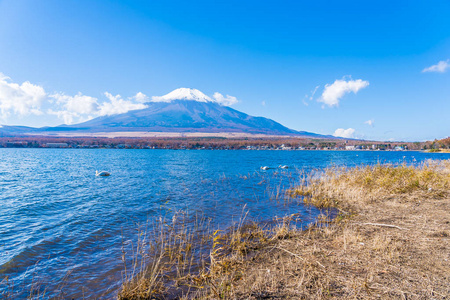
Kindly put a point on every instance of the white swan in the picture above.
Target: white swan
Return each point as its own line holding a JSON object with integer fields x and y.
{"x": 102, "y": 173}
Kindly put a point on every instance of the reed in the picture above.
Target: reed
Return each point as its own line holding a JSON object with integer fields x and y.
{"x": 378, "y": 247}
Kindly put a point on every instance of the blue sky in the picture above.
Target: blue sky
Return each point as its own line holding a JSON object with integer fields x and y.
{"x": 67, "y": 61}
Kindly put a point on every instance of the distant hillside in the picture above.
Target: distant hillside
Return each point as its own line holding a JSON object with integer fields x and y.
{"x": 181, "y": 111}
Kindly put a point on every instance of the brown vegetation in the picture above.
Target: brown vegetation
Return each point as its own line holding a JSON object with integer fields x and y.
{"x": 389, "y": 241}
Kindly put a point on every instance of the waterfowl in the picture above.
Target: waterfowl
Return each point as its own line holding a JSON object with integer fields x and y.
{"x": 102, "y": 173}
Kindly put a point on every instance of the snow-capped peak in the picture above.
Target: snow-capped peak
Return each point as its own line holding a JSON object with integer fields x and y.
{"x": 183, "y": 94}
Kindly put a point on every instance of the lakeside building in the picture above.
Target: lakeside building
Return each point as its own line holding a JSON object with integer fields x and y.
{"x": 57, "y": 145}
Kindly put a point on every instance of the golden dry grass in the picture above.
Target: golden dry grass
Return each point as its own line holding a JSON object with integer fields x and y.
{"x": 390, "y": 241}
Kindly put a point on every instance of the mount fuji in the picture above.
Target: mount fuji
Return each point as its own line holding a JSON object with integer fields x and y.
{"x": 180, "y": 111}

● ● ● ●

Starting with the first line of the data above and ending with the line containing "Target: brown vegetation", please restate every line exactly, leaving images out.

- [Solution for this task]
Kindly put a point on every instance of the white swan in the picture above.
Target: white swan
Return each point as its own line holding a JSON object with integer fields x and y.
{"x": 102, "y": 173}
Kindly put a point on every instance of the reed in the picture above.
Target: reed
Return each point as its own line holding a JSON object with integer fields x and y.
{"x": 378, "y": 247}
Kindly put a point on every instance of the blue sky in the picture above.
Target: blue sky
Return each point as its own line holding a JSON object with integer fields x and y.
{"x": 67, "y": 61}
Kindly put a point on every instance of the distant hillside in the picture above.
Target: distant hillside
Return each point as its own line holding a JSON object with integer fields x and y.
{"x": 181, "y": 111}
Kindly put a point on every instance of the brown vegetation in the picture above.
Target: brown vegetation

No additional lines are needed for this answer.